AVAILABLE DATA:
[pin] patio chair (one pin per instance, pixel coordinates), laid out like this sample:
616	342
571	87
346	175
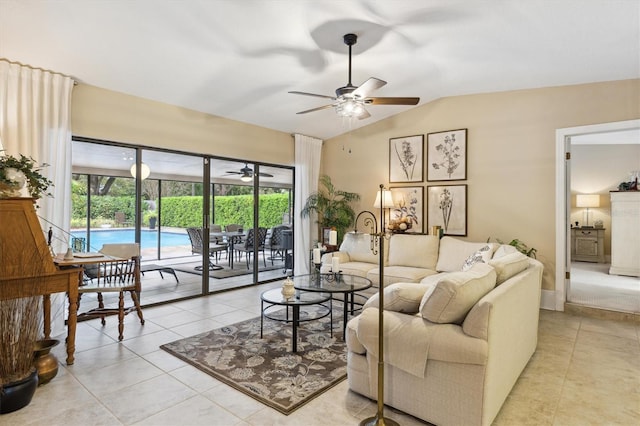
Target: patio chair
276	242
195	236
247	247
121	219
115	276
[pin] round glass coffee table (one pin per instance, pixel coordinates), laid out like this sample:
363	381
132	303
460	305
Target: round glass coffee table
274	298
333	283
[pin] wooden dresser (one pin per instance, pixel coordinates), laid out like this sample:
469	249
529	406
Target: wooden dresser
27	268
587	244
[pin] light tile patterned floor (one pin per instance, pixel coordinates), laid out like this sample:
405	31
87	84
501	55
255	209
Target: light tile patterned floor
585	371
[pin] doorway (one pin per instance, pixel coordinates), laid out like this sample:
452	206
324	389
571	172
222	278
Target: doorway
589	283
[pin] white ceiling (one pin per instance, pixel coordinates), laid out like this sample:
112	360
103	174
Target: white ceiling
238	59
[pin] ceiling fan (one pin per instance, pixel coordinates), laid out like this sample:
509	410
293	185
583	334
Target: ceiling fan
350	100
246	173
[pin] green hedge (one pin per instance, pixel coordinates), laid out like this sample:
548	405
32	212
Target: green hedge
182	212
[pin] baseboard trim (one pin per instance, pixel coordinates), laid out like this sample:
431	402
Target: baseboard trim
548	300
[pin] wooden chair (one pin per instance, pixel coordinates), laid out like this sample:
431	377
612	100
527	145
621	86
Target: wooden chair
117	276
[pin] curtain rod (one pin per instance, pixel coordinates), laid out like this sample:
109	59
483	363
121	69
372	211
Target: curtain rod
75	81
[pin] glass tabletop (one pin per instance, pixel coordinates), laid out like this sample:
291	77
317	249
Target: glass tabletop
275	296
330	283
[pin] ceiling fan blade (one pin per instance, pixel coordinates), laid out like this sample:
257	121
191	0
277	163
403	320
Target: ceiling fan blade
392	101
315	109
312	94
368	87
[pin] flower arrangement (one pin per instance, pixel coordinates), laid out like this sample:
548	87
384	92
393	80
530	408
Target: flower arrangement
404	215
15	172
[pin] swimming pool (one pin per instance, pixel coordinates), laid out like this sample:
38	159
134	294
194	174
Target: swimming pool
148	238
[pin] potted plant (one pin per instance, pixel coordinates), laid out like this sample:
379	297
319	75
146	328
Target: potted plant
19	329
332	207
15	172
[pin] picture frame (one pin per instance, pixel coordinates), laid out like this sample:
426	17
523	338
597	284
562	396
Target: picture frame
409	202
447	155
406	159
447	207
325	235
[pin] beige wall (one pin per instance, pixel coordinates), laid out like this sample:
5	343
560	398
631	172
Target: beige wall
103	114
598	169
510	154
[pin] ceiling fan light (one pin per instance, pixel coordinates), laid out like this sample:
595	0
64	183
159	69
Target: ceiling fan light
350	108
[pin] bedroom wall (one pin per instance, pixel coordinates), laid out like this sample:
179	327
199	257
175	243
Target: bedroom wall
510	154
598	169
104	114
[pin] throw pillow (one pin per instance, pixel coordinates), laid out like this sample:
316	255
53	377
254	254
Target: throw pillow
399	297
454	296
453	252
417	251
503	250
481	256
509	265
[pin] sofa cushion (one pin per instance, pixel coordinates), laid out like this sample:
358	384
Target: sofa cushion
351	337
400	297
360	269
418	251
453	252
482	255
454	296
359	248
398	274
509	265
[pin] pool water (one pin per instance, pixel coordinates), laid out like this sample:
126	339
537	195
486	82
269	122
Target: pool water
148	238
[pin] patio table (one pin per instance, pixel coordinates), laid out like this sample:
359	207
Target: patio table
232	237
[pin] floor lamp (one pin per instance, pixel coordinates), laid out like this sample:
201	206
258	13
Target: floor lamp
383	201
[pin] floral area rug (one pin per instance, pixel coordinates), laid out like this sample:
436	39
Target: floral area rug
266	369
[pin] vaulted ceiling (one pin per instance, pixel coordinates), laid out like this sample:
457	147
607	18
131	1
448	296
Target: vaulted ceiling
238	59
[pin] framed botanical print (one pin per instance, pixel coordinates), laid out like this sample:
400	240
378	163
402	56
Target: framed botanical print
447	207
406	157
447	155
409	208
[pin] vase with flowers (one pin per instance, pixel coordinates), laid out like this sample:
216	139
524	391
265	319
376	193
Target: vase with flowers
16	172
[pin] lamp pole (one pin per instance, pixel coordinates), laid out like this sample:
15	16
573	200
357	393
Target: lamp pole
379	419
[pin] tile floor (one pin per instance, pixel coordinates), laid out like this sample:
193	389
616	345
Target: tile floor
586	371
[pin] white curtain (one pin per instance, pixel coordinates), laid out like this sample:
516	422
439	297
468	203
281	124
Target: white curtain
35	120
308	152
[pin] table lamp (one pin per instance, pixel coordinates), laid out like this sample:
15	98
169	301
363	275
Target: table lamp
588	201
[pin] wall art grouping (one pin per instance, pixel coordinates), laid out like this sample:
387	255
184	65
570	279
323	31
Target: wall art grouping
409	208
447	207
406	159
446	160
447	155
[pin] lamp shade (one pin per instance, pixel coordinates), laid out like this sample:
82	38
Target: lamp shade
587	200
144	171
385	198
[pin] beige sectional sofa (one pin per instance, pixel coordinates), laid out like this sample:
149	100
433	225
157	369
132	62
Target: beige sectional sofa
457	335
408	257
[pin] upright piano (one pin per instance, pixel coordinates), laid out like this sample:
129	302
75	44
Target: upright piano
27	268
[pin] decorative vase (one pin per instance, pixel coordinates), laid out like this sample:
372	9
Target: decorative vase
45	362
287	289
18	394
12	186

EXERCISE PROMPT: Print the listing exactly, minus its pictures.

ANSWER TO THIS PROBLEM:
[pin] patio chair (one pin per instance, pixel coordinates), laid out like this sample:
616	342
571	87
346	175
Target: patio chair
276	242
195	236
247	247
121	219
115	276
[pin] round glass coffee table (one pin per instance, pixel coordinates), laid out like this sample:
363	381
132	303
460	305
Target: round glass coffee table
274	298
333	283
[pin] wooden dresser (one pin per instance, pixel coordinates), laid out like this sample:
469	249
529	406
Target: wooden dresser
27	268
587	244
[pin] light tile patterned floor (one pin per instance, pixel coordinates), laid out like this sample:
405	31
87	84
501	55
255	209
Target: light tile patterned floor
585	371
[pin] doorway (one pin per instance, pixel coordinates), laid out like this sample:
452	206
324	389
571	172
222	278
Target: doorway
589	283
[pin] white ceiling (one pin per instance, pixel coordinates), laid out like this sample:
112	360
103	174
Target: white ceiling
238	59
[pin] ceiling fan (one pin per instance, pixel coordinates), laid out like this sample:
509	410
293	185
583	334
Target: ceiling fan
350	100
246	173
[pin] green hedge (one pin per instance, pixel coordinates), laid out like this sample:
548	405
32	212
Target: green hedge
182	212
[pin] baseboard trim (one pin per instance, pixel coordinates), laid out like this sample:
431	402
Target: baseboard trim
548	300
[pin] wooden chair (one pin per instance, pixel coordinates), laid out like this sample:
431	377
612	100
527	145
621	86
Target: wooden chair
117	276
[pin] curtain rod (one pin per instance, pixel coordinates), laid out like this sample:
109	59
483	363
121	69
372	211
Target: curtain rod
75	81
[pin] glass tabletop (one pin per instance, pixel coordinates), laid out like this sample:
291	77
317	249
Target: glass tabletop
275	296
330	283
[pin] ceiling fan blade (one pin per instance, pixel coordinates), laid out like this sample:
257	121
191	0
277	163
403	320
Target: ceiling fan blade
392	101
315	109
312	94
368	87
[pin] flower arrangement (one pin per instance, pixel coordinates), laid out like this sample:
548	87
384	92
393	80
530	408
Target: flower arrangement
404	215
15	172
[pin] swimming pool (one pin per instance, pixel coordinates), laid out like this sample:
38	159
134	294
194	174
Target: swimming pool
148	238
[pin] potted plant (one pin per instance, pixel coordinates), laid out like this sample:
379	297
319	75
146	328
Target: potted plant
19	329
332	207
15	172
[pin] picture frame (one pin per instance, pixel coordinates), laid out like this sample:
426	17
523	338
597	284
562	396
Target: picture frame
409	202
447	155
406	159
447	207
325	235
[pin] beige wall (one pin per instance, pixel coordinates), laid out like this sample:
5	343
560	398
631	172
Target: beige wall
103	114
598	169
510	154
[pin] ceiling fan light (one pin per instance, pixel coordinates), laid out like this sample:
595	0
64	183
159	69
Target: ceiling fan light
350	108
[pin] bedroom wall (one pin per instance, pixel coordinates), laid out like this sample:
179	327
199	257
175	243
Target: bedroom wall
510	154
598	169
104	114
[pin] throw pillow (one pin per instance, pixel coordinates), laid out like this sample:
316	255
53	377
254	254
Target: throw pillow
399	297
454	296
453	252
417	251
503	250
481	256
509	265
[pin] sofa cushion (one pin per instance, pixel coordinates), laid out like this sample:
358	384
Target: sofa cushion
351	337
400	297
360	269
418	251
453	252
482	255
454	296
359	248
398	274
509	265
[pin] pool water (one pin per instance, pixel coordinates), laid out like this sample:
126	339
537	195
486	82
269	122
Target: pool water
148	238
[pin] patio table (one pin per instance, pixel coordinates), laid out like this sample:
359	207
Target: patio table
232	237
[pin] floor lamp (one pin per instance, pixel coordinates), laid out like this sample:
201	206
258	13
Target: floor lamp
383	201
[pin] floral area rug (one pin per instance, pixel coordinates), laid out like this sample:
436	39
Target: floral area rug
266	369
[pin] vaulted ceiling (one pin per instance, pixel coordinates), laid out like this sample:
457	147
607	18
131	1
448	296
Target: vaulted ceiling
238	59
[pin] framed botanical print (one pin per instance, pixel coordinates), laid out like this sample:
400	240
378	163
402	56
Target: framed botanical print
447	207
406	157
447	155
409	208
[pin] vase with flowers (one pin per instance, pixel coordinates), laid out like this sample:
216	139
524	391
265	319
376	193
Target: vase with flowers
16	172
[pin] lamp pole (one pin per instance, pixel coordinates), laid out like this sample:
15	16
573	200
357	393
Target: lamp pole
379	419
[pin] tile floor (one pin per instance, pixel coordinates), laid out like this sample:
193	389
616	345
Target: tile floor
586	371
[pin] white curtain (one pin per instance, pixel coordinates), laid out like this sample:
516	422
439	297
468	203
281	124
Target: white curtain
35	120
308	152
[pin] table lamp (one pin per instance, pixel coordinates), laid out like this sample:
15	98
169	301
363	275
Target: table lamp
588	201
[pin] wall art grouping (one pin per instance, pixel coordinates), laid out like this sample:
387	255
184	65
570	279
323	31
Target: wall art grouping
409	208
447	207
406	159
446	160
447	155
[pin] lamp shade (one pin per instance, pixel coordinates), laid out like this sample:
82	38
Target: lamp shade
587	200
144	171
385	198
[pin] beige sectional sofa (one pin per instance, pixel coordinates), laid out like this sample:
149	100
433	225
157	369
132	62
Target: beige sectional sofa
457	335
408	257
[pin] upright piano (one pin per instance, pixel coordinates), laid out like this sample:
129	302
75	44
Target: upright piano
27	268
[pin] decorative vase (one pin per instance, pixel coordinates), laid out like this sample:
372	9
Target: decorative vase
45	362
287	289
18	394
12	186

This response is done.